(Extracted text Opens)

Specialised Education Accessibility Project
23 November 2021
South Africa celebrates National Disability Rights Awareness Month annually between 3 November and 3 December. In the run-up to the International Day of Persons with Disabilities, which is also celebrated as National Disability Rights Awareness Day, on 3 December, WCED News will feature initiatives to make our schools more accessible and improve the quality of life of people with disabilities.
Over the past three years, the Directorate: Inclusive and Specialised Education Support (DISES) has been hard at work to make schools accessible for learners in wheelchairs and to do this in an organised manner. Therapy services, a sub-component of Specialised Support Services in DISES, was tasked with this project. The provincial manager for therapy services and the eight senior therapists at the education districts in the province coordinate the process.
Schools are chosen primarily because of learners at the school who are in wheelchairs or have physical barriers. Others are chosen because they are Full-Service Schools (FSS). The FSS are ‘model’ schools and strive towards an ethos of inclusion. FSS aim to provide support to all learners to develop their full potential irrespective of their background, culture, abilities, or disabilities.
DISES has made provision for each district to identify one school per year, preferably a FSS, that needs to be made accessible. Initially 25 schools were identified, of which 12 are in the Eden and Central Karoo District (ECKED).
Communities in Eden and Central Karoo that have benefited from this project include Leeu Gamka, Laingsburg, Murraysburg, Beaufort West, Oudtshoorn, Kwanokuthula and Prince Albert.

(Extracted text Closes)
(Supplied entries Opens)

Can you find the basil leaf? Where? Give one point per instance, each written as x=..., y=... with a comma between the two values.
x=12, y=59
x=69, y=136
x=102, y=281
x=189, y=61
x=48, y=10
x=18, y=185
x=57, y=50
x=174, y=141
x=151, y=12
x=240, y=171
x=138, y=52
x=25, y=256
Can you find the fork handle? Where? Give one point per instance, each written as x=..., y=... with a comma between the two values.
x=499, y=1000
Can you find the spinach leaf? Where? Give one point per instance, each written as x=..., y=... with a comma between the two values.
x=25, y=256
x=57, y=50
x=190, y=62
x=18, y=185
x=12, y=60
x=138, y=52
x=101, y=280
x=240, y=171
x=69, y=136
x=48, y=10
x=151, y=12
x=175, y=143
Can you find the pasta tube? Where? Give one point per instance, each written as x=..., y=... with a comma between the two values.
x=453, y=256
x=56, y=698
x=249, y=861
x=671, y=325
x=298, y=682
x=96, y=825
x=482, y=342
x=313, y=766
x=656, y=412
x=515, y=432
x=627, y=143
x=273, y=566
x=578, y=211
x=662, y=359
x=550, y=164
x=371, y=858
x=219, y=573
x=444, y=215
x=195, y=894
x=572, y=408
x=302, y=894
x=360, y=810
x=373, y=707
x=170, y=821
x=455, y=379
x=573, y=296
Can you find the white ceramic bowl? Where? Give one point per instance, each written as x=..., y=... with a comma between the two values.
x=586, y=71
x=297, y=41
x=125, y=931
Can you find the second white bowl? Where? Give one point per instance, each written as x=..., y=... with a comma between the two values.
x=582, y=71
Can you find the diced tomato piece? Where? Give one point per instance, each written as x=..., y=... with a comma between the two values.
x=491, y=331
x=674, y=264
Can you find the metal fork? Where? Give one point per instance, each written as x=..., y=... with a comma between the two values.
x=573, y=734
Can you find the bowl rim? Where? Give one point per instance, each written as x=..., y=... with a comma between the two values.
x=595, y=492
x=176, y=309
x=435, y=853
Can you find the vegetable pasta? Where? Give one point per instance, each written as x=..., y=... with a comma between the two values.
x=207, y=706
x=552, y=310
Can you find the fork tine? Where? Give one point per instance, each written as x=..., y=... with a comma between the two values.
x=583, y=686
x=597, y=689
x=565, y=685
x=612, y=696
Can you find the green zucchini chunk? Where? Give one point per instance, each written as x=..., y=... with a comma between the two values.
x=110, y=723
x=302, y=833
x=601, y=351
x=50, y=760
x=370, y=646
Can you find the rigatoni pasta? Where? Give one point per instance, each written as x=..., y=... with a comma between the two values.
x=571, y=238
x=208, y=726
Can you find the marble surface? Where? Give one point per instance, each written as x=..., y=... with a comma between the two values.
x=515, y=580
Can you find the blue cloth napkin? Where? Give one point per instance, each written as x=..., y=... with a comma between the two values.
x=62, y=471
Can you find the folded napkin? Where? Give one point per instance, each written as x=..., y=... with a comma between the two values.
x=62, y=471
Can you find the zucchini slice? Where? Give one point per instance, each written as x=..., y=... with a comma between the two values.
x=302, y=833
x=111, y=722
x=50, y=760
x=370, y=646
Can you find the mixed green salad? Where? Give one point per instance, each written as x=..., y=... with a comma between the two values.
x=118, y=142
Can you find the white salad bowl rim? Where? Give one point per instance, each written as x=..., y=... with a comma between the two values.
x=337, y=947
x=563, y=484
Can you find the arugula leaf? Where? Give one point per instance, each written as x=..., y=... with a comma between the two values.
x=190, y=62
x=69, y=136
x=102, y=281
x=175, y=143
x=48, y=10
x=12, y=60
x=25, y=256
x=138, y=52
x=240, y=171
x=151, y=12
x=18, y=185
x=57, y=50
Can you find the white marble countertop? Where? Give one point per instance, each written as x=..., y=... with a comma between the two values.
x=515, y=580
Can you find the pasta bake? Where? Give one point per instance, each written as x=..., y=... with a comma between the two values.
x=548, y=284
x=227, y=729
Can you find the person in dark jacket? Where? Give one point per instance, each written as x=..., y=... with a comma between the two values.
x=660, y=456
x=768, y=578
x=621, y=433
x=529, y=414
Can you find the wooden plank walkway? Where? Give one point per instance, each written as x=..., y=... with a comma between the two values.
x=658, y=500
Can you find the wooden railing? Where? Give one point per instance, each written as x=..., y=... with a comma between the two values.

(Supplied entries Closes)

How to complete this task: Please continue the article on the school accessibility project, starting right after its last sentence.

Response to the task:
The Directorate’s approach is needs driven in identifying schools and providing immediate access for the learner in terms of installing ramps or making the bathrooms, play areas, school hall and classrooms accessible. This ensures that learners can remain in public ordinary schools longer without the need for placement in specials schools.
Debbie Badenhorst, district therapist in Eden and Central Karoo, is totally committed to this project and trusts it will continue to change the lives of our learners, parents, and communities and that many more schools will be made accessible in the future.
Costing for these projects vary, depending on the amount of work that needs to be done.
This project has had a positive impact in many schools and benefit the surrounding communities. Parents and other stakeholders who are physically disabled can now access the school grounds, including the school halls, for functions and events.
Lizl Davis, district therapist at Metro East Education District, said the accessibility project makes it possible for learners with physical disabilities to access the curriculum within mainstream schools. We have also seen parents and community members with disabilities use the new adapted school facilities with ease. The accessibility project is showcasing the scope of Inclusive Education within mainstream schools.